═══ 提供された抜粋
Wyatt TR, Bullock JL, Andon A, Odukoya EJ, Torres CG, Gingell G, Han H, Zaidi Z, Mylona E, Torre D, Cianciolo AT. Editors as Gatekeepers: One Medical Education Journal's Efforts to Resist Racism in Scholarly Publishing. Acad Med. 2023 Jun 20. pub ahead of print.

背景:ジャーナルは、制度的人種差別に対抗する第一歩として、編集者の人種的多様性を拡大しはじめている。編集者がゲートキーパーとしての権力を持つことを考えると、多様なチームはマイノリティの学者にも平等に貢献する機会を保障するのに役立つ。2021年、Teaching and Learning in Medicine (TLM)は、人種的にマイノリティな人々のための編集インターンシップを創設した。本研究では、このプログラムの創設と最初の成功をよりよく理解するために、最初の6ヶ月間を検証する。
══════
═══ データ記録
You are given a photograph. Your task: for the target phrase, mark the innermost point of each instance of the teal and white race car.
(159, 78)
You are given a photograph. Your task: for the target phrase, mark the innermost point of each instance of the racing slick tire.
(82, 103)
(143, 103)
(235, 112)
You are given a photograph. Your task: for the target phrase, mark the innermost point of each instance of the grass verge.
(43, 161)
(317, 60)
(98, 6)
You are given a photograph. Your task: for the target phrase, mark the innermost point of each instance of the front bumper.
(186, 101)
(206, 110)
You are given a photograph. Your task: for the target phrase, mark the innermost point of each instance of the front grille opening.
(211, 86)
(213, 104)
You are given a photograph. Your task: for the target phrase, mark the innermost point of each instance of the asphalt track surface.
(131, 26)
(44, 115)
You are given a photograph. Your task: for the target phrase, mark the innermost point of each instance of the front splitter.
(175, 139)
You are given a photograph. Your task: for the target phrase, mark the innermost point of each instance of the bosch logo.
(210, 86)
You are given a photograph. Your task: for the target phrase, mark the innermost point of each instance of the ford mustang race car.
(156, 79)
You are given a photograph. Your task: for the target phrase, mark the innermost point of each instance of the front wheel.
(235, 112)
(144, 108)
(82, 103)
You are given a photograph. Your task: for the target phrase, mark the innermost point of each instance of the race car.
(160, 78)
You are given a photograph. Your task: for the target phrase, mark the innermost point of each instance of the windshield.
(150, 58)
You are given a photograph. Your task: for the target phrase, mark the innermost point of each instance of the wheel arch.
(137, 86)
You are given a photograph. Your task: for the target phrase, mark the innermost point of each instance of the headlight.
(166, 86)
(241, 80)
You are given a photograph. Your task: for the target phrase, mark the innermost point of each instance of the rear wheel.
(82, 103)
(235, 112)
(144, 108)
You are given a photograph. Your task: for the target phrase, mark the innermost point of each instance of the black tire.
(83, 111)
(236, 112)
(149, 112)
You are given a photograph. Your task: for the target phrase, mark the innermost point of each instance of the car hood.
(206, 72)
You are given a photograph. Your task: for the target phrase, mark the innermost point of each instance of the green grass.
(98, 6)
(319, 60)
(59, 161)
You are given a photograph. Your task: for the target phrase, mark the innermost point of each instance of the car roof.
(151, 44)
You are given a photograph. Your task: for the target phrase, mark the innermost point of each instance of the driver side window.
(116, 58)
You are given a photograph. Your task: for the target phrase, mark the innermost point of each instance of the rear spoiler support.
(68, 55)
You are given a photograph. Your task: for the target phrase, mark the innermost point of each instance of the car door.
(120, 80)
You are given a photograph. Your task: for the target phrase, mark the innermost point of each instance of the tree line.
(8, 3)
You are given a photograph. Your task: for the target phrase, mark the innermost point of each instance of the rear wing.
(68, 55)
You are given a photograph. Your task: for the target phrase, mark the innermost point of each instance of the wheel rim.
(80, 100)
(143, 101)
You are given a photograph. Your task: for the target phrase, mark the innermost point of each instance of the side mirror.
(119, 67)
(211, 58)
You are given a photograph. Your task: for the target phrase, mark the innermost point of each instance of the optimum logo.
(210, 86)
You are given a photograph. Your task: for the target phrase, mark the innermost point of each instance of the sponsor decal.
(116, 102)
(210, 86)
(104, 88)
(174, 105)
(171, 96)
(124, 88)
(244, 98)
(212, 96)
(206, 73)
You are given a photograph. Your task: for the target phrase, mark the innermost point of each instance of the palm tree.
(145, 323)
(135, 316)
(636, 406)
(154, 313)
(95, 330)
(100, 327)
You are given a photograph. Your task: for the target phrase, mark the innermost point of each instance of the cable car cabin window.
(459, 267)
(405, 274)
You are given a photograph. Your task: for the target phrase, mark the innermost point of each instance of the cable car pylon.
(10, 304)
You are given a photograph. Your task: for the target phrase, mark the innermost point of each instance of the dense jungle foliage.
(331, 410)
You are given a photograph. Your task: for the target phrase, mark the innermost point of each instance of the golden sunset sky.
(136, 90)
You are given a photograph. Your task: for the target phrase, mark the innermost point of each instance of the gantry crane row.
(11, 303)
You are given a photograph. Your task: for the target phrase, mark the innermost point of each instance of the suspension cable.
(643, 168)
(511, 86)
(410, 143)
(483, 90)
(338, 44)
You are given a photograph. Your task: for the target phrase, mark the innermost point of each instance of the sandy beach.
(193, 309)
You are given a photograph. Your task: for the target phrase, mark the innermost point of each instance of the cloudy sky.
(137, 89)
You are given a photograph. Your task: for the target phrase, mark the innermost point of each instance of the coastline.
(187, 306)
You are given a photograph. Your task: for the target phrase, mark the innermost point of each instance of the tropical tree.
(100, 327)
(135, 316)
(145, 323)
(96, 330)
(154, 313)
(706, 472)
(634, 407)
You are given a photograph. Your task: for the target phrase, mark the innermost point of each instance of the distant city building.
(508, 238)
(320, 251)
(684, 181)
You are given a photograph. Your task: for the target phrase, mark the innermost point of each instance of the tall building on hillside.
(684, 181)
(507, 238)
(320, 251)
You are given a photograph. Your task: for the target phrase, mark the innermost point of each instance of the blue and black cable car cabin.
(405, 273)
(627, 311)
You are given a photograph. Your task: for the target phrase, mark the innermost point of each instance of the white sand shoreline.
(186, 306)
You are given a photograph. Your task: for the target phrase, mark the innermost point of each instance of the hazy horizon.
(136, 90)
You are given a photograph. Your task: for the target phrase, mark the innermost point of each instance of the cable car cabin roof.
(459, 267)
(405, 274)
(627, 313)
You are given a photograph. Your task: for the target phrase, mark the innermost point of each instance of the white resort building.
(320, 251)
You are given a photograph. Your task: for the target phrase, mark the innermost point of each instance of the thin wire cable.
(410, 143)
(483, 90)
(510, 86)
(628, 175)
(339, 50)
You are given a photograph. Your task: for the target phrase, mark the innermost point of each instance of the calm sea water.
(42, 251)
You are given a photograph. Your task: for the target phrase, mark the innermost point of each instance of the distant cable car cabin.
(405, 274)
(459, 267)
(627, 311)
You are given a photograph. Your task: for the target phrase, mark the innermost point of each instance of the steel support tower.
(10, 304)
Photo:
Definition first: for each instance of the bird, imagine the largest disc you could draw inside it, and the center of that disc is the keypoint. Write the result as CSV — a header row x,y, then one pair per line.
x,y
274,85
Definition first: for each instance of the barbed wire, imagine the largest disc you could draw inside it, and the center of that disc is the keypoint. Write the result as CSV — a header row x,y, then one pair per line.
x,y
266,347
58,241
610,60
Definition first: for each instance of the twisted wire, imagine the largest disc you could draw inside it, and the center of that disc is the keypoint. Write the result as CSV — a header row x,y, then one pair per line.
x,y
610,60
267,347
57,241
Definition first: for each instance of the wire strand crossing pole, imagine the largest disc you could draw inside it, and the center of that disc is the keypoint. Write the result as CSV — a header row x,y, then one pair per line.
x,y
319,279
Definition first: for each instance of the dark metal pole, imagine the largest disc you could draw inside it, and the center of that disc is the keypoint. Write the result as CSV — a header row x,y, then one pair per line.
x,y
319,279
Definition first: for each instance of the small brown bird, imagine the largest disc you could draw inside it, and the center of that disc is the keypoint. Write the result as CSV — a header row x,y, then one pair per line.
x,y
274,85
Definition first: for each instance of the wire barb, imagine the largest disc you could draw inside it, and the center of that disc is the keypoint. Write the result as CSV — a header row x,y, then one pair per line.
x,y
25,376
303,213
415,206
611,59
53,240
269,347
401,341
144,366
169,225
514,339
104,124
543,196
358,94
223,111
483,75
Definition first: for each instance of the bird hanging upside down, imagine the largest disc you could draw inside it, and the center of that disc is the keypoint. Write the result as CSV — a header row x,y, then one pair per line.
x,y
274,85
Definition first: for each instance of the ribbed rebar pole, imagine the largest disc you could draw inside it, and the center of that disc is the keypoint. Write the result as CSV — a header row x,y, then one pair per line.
══════
#### 課題 1
編集者の人種的多様性についての抜粋から、"Wyatt TR, Bullock"から"ahead of print."までを、両端の語句も含めてそのまま書き写してください。
#### 課題 2
編集インターンシップを扱った抜粋の続きを、最後の文の後から書き進めてください。
記録は抜粋の内容とは関係ありません。

#### 回答 1
Wyatt TR, Bullock JL, Andon A, Odukoya EJ, Torres CG, Gingell G, Han H, Zaidi Z, Mylona E, Torre D, Cianciolo AT. Editors as Gatekeepers: One Medical Education Journal's Efforts to Resist Racism in Scholarly Publishing. Acad Med. 2023 Jun 20. pub ahead of print.

#### 回答 2
方法:著者らは、TLMインターンシップの設計と実施に暗黙的に存在する、権力とヒエラルキーにまつわる根本的な前提に焦点を当て、質的方法論である批判的共同オートエスノグラフィーを採用した。参加者は、TLM編集委員13名(インターンシップ選考委員10名、メンター3名、独立研究者2名)、外部選考委員3名、インターン3名で、複数の役割を担う者もいた。参加者のうち10名が本報告書の執筆者となった。データには、アーカイブの電子メール、計画文書、フォーカス・グループなどが含まれる。最初の分析では、何がどのように起こったのかを探り、それに続いてテーマ分析を行い、参加者が反人種主義的なプログラムを実施する責任を振り返った。

結果:プログラムはインターンの編集能力を高め、インターンはそれを高く評価し、TLM編集委員会の多様化を図ったが、反レイシズムの育成という目標は達成できなかった。メンターはインターンとの共同査読に重点を置き、人種的経験は編集プロセスから切り離すことができ、また切り離すべきであるとした。

結論:これらの結果を踏まえると、既存の人種差別的なシステムを破壊するためには、より大きな構造的変化が必要である。これらの経験は、人種中立的なレンズが反人種主義的な取り組みに与える有害な影響を認識することの重要性を強調している。今後、TLMはインターンシップを再び実施する前に学んだ教訓を実行に移し、プログラム創設時に意図した変革的な変化を生み出すことを目指す。